Task description: Wherever a line holds the word "standing", copy that line from the data.

The data:
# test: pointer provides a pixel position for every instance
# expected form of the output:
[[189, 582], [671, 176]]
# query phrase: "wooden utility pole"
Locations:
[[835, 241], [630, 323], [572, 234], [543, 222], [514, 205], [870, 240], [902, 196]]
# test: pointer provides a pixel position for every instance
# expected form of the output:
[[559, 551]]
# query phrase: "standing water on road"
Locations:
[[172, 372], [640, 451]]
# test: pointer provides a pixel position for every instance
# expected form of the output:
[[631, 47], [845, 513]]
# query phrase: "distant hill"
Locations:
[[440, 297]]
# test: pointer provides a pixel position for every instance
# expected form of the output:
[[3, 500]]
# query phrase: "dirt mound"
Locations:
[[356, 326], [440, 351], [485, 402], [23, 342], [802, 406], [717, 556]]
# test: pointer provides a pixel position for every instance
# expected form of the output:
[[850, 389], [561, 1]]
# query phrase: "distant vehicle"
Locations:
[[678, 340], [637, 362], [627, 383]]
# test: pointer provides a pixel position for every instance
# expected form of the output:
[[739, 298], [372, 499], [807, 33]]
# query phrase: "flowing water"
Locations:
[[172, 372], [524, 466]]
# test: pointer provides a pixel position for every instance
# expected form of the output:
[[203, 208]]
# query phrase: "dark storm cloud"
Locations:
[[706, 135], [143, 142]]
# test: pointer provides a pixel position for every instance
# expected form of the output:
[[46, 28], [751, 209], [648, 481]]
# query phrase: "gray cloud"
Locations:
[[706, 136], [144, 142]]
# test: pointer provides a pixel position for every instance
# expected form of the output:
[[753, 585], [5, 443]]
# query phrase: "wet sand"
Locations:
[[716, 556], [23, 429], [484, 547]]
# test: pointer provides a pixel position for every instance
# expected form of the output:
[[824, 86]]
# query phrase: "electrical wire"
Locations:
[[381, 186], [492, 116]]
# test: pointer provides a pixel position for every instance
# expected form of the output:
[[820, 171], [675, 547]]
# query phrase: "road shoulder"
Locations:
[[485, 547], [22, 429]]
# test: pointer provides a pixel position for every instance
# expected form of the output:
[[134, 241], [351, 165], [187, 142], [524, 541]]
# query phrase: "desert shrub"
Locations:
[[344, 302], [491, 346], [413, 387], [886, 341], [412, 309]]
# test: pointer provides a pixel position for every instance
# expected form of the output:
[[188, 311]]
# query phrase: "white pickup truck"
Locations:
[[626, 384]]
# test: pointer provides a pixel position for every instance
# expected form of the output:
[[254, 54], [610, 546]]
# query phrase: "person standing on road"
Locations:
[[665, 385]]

Answer to the exercise:
# query phrase: "standing water on road"
# query phrase: "person standing on road"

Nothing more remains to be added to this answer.